**TASK:** Pictures in the data must not be copied, but everything else should be output exactly.

※

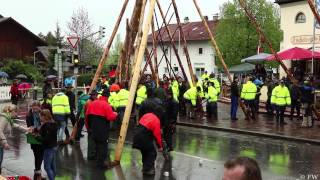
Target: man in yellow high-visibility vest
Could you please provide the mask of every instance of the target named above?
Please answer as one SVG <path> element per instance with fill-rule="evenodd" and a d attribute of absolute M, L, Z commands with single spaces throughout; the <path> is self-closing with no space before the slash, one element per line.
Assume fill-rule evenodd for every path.
<path fill-rule="evenodd" d="M 276 106 L 276 120 L 280 125 L 286 124 L 284 122 L 284 111 L 286 107 L 291 105 L 291 97 L 288 88 L 284 85 L 284 80 L 280 80 L 280 85 L 272 90 L 271 104 Z"/>
<path fill-rule="evenodd" d="M 241 99 L 244 100 L 245 105 L 250 109 L 252 119 L 255 119 L 254 101 L 257 94 L 257 86 L 252 83 L 253 78 L 248 77 L 247 83 L 242 86 Z"/>

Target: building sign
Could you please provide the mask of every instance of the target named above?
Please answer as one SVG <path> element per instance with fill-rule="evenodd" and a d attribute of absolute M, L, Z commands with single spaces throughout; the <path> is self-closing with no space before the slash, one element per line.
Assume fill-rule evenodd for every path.
<path fill-rule="evenodd" d="M 320 34 L 315 35 L 315 44 L 320 44 Z M 313 36 L 312 35 L 302 35 L 302 36 L 292 36 L 291 44 L 312 44 Z"/>

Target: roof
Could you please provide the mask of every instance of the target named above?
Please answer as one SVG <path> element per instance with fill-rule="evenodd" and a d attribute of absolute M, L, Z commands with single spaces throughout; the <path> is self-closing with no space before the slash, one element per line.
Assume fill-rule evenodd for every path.
<path fill-rule="evenodd" d="M 304 1 L 304 0 L 275 0 L 275 3 L 281 5 L 281 4 L 288 4 L 288 3 L 299 2 L 299 1 Z"/>
<path fill-rule="evenodd" d="M 213 30 L 216 27 L 218 20 L 210 20 L 207 22 L 210 29 Z M 176 32 L 173 36 L 173 40 L 175 42 L 179 41 L 179 30 L 177 30 L 179 29 L 178 24 L 169 24 L 168 28 L 171 34 Z M 182 23 L 182 29 L 187 41 L 207 41 L 210 39 L 209 34 L 205 29 L 205 26 L 203 25 L 202 21 Z M 156 36 L 159 34 L 159 32 L 159 39 L 161 38 L 163 42 L 170 42 L 170 38 L 165 27 L 162 27 L 160 30 L 157 30 L 155 32 Z M 151 34 L 148 36 L 148 43 L 152 43 Z"/>
<path fill-rule="evenodd" d="M 38 43 L 38 46 L 47 46 L 47 43 L 45 41 L 43 41 L 39 36 L 33 34 L 29 29 L 27 29 L 26 27 L 24 27 L 23 25 L 21 25 L 20 23 L 15 21 L 13 18 L 3 17 L 0 15 L 0 25 L 4 24 L 6 22 L 11 22 L 11 23 L 16 24 L 17 26 L 20 26 L 21 29 L 25 30 L 28 34 L 30 34 L 31 36 L 33 36 L 35 38 L 36 42 Z"/>

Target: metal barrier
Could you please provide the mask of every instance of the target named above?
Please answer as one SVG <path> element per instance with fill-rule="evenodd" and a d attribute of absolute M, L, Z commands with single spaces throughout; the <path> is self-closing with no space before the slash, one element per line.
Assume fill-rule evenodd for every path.
<path fill-rule="evenodd" d="M 10 86 L 0 86 L 0 101 L 11 99 L 10 88 Z"/>

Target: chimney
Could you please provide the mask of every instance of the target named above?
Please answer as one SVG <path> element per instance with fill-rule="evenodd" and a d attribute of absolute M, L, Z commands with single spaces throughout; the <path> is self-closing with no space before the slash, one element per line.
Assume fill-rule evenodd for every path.
<path fill-rule="evenodd" d="M 209 20 L 208 16 L 203 16 L 206 21 Z"/>
<path fill-rule="evenodd" d="M 184 18 L 184 23 L 189 23 L 189 17 L 188 17 L 188 16 L 186 16 L 186 17 Z"/>
<path fill-rule="evenodd" d="M 0 14 L 0 18 L 3 18 L 3 16 Z"/>
<path fill-rule="evenodd" d="M 219 14 L 218 13 L 214 14 L 212 17 L 212 20 L 217 21 L 218 19 L 219 19 Z"/>

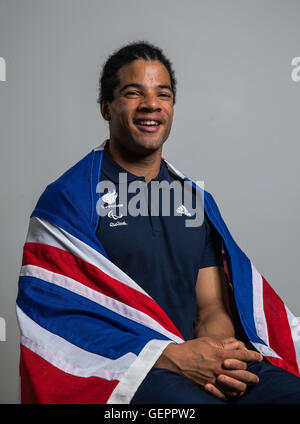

※

**TASK SOLUTION:**
Target: man in yellow high-visibility vest
Could you please provide the mask of every instance of the target named above?
Please answer as one SVG <path> element per instance with fill-rule="evenodd" and a d attribute of absolute M, L, Z commands with single spaces throughout; the <path> is self-closing with no space before the slash, one element per line.
Assume fill-rule evenodd for every path.
<path fill-rule="evenodd" d="M 276 106 L 276 120 L 280 125 L 286 124 L 284 122 L 284 111 L 286 107 L 291 105 L 291 97 L 288 88 L 284 85 L 284 80 L 280 80 L 280 85 L 272 90 L 271 104 Z"/>
<path fill-rule="evenodd" d="M 241 99 L 244 100 L 245 105 L 250 109 L 252 119 L 255 119 L 254 101 L 257 94 L 257 86 L 252 83 L 253 78 L 248 77 L 247 83 L 242 86 Z"/>

Target: building sign
Could you please provide the mask of every instance of the target named above?
Please answer as one SVG <path> element per instance with fill-rule="evenodd" and a d attribute of absolute M, L, Z commands with single spaces throughout; the <path> is self-closing with no space before the slash, one element per line.
Assume fill-rule evenodd for every path.
<path fill-rule="evenodd" d="M 320 34 L 315 35 L 315 44 L 320 44 Z M 313 36 L 312 35 L 302 35 L 302 36 L 292 36 L 291 44 L 312 44 Z"/>

Target: roof
Could you please provide the mask of every instance of the target named above?
Please answer as one SVG <path> element per instance with fill-rule="evenodd" and a d attribute of absolute M, L, Z commands with single spaces throughout; the <path> is self-closing with no space before the slash, one element per line.
Assume fill-rule evenodd for every path.
<path fill-rule="evenodd" d="M 304 1 L 304 0 L 275 0 L 275 3 L 281 5 L 281 4 L 288 4 L 288 3 L 299 2 L 299 1 Z"/>
<path fill-rule="evenodd" d="M 213 30 L 216 27 L 218 20 L 210 20 L 207 22 L 210 29 Z M 176 32 L 173 36 L 173 40 L 175 42 L 179 41 L 179 30 L 177 30 L 179 29 L 178 24 L 169 24 L 168 28 L 171 34 Z M 182 23 L 182 29 L 187 41 L 207 41 L 210 39 L 209 34 L 205 29 L 205 26 L 203 25 L 202 21 Z M 156 36 L 159 34 L 159 32 L 159 39 L 161 38 L 163 42 L 170 42 L 170 38 L 165 27 L 162 27 L 160 30 L 157 30 L 155 32 Z M 151 34 L 148 36 L 148 43 L 152 43 Z"/>
<path fill-rule="evenodd" d="M 38 43 L 38 46 L 47 46 L 47 43 L 45 41 L 43 41 L 39 36 L 33 34 L 29 29 L 27 29 L 26 27 L 24 27 L 23 25 L 21 25 L 20 23 L 15 21 L 13 18 L 3 17 L 0 15 L 0 25 L 4 24 L 6 22 L 11 22 L 11 23 L 16 24 L 17 26 L 20 26 L 21 29 L 25 30 L 28 34 L 30 34 L 31 36 L 33 36 L 35 38 L 36 42 Z"/>

Target: metal barrier
Could you please provide the mask of every instance of the target named above?
Please answer as one SVG <path> element per instance with fill-rule="evenodd" and a d attribute of absolute M, L, Z commands with single spaces throughout; the <path> is self-closing with no space before the slash, one element per line.
Assume fill-rule evenodd for every path.
<path fill-rule="evenodd" d="M 10 86 L 0 86 L 0 101 L 11 99 L 10 88 Z"/>

Target: chimney
Could you please provide the mask of every instance of the target named above?
Please answer as one SVG <path> element per instance with fill-rule="evenodd" and a d attribute of absolute M, L, Z commands with single spaces throughout; the <path> is self-closing with no space before the slash, one element per line.
Assume fill-rule evenodd for every path.
<path fill-rule="evenodd" d="M 209 20 L 208 16 L 203 16 L 206 21 Z"/>
<path fill-rule="evenodd" d="M 184 18 L 184 23 L 189 23 L 189 17 L 188 17 L 188 16 L 186 16 L 186 17 Z"/>
<path fill-rule="evenodd" d="M 0 14 L 0 18 L 3 18 L 3 16 Z"/>
<path fill-rule="evenodd" d="M 219 14 L 218 13 L 214 14 L 212 17 L 212 20 L 217 21 L 218 19 L 219 19 Z"/>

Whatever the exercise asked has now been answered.